### ЗАДАНИЕ A
Измени отрывок из текста о съезде колхозников: приведи заново часть, которая начинается со слов, содержащих «На слете в Одессе», и заканчивается словами «с колхозом Посмитного.», заменив в ней «Одессе» на «Харькове».
### ЗАДАНИЕ B
Напиши продолжение текста о съезде колхозников, начиная сразу после его последнего предложения.

### ЦИТИРУЕМЫЙ ТЕКСТ
# # #
На слете в Одессе он узнал, что больше, чем его колхоз, не вырастил и не сдал государству ни один колхоз области. За это был назначен к поездке в Москву, на Первый Всесоюзный съезд колхозников-ударников. Палажка собрала торбу, починила кожух…
Макара выбрали в президиум и даже позвали на трибуну. Это было на четвертый день. Макар вышел на трибуну без бумажки. Готовым было только настроение. Его создавали звучащие в каждой речи на съезде слова: кулак, саботажник, лодырь, распознать и обезвредить. В памяти Макара сам собой всплыл один ненавистный ему человек. Это был Христюк, по своей воле расстриженный священник. Хорошо грамотный, сильный в слове и в полевой работе, он приехал с подолянским ТОЗом. Тихо хозяйствовал, пока не пришлось объединяться с колхозом Посмитного.
— Человека, — рассказывал Макар с трибуны, — сразу не узнаешь, шо то за людына. Мы полтора месяца смотрели и аж тогда увидели…
Христюк был за то, чтобы кредит, предоставленный по случаю объединения, распределить, как привыкли подоляне, между семей. В хозяйстве получился раскол. Макара, когда он доискался, кто мутит воду, затрясло. Дело шло о том самом кредите, которым он так рассчитывал поправить общие дела. Надо было что-то делать. Но что? Мысль подал комсомольский секретарь Иван Зарицкий. «Судить надо», — сказал он. Сам же на том суде выступил обвинителем. Христюка решили выселить за пределы колхоза.
# # #
### ЗАПИСИ

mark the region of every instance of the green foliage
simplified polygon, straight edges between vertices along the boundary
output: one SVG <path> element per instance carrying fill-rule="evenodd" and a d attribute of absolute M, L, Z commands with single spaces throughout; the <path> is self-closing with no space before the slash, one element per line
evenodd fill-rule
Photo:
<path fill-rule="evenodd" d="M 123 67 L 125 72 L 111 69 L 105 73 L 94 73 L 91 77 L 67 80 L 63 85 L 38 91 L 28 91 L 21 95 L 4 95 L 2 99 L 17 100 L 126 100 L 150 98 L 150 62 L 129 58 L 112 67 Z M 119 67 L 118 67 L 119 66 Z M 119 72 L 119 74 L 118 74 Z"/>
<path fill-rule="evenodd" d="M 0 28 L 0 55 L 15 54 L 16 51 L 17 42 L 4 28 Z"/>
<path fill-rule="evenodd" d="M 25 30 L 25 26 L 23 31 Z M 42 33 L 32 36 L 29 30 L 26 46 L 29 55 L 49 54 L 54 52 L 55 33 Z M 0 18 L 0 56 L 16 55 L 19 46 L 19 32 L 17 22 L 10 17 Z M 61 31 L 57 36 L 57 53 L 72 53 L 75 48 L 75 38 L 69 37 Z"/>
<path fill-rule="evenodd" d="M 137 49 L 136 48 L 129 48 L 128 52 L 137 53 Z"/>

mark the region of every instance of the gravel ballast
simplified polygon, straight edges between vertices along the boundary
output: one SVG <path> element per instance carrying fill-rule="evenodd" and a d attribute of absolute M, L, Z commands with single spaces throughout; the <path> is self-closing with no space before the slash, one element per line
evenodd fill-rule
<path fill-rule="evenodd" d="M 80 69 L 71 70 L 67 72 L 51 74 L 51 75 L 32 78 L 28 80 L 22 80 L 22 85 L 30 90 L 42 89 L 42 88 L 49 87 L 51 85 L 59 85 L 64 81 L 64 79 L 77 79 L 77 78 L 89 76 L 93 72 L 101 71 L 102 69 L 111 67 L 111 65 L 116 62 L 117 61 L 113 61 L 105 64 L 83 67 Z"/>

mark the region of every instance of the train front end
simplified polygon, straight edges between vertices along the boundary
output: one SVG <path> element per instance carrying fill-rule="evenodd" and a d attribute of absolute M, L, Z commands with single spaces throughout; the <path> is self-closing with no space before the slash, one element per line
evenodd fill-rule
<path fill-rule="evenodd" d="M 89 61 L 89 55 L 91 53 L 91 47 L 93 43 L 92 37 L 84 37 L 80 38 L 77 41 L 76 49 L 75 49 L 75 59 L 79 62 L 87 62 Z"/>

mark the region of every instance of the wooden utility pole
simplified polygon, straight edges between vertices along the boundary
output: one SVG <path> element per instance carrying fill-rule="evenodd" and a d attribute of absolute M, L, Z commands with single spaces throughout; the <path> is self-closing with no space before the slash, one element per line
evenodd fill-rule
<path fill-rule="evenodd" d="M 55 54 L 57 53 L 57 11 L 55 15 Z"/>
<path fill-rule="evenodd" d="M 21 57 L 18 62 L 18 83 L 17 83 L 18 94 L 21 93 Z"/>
# # #
### РЕЗУЛЬТАТ A
На слете в Харькове он узнал, что больше, чем его колхоз, не вырастил и не сдал государству ни один колхоз области. За это был назначен к поездке в Москву, на Первый Всесоюзный съезд колхозников-ударников. Палажка собрала торбу, починила кожух…
Макара выбрали в президиум и даже позвали на трибуну. Это было на четвертый день. Макар вышел на трибуну без бумажки. Готовым было только настроение. Его создавали звучащие в каждой речи на съезде слова: кулак, саботажник, лодырь, распознать и обезвредить. В памяти Макара сам собой всплыл один ненавистный ему человек. Это был Христюк, по своей воле расстриженный священник. Хорошо грамотный, сильный в слове и в полевой работе, он приехал с подолянским ТОЗом. Тихо хозяйствовал, пока не пришлось объединяться с колхозом Посмитного.

### РЕЗУЛЬТАТ B
Сказал Макар на съезде и о сыновьях своего врага: что они вписались в комсомол и хорошо работают. Вспомнил ли вдруг, где он выступает, и подумал об их судьбе или просто так пришлось к слову, но сказал.
В перерыве к нему подошел Буденный. Его интересовало, есть ли в колхозе породистые лошади. Породистых лошадей, к сожалению, не было, но Макар обещал их завести.
Здесь, на съезде, он впервые ощутил, что значит быть отмеченным, одобренным, выделенным из общего ряда — быть известным. Это было совершенно особое, новое чувство, и оно ему очень понравилось. Пробудился и никогда потом уже не пропадал вкус к тому, чтобы подходить под мерки, с помощью которых отбирает себе людей слава. Продолжать быть преданным Советской власти: таким преданным, каким чувствовал себя, когда три дня и три ночи, боясь, что люди передумают жить колхозом, сторожил в тридцатом году общественный амбар. Как можно лучше выполнять все планы. А особенно планы заготовок. И заготовок перво-наперво хлебных.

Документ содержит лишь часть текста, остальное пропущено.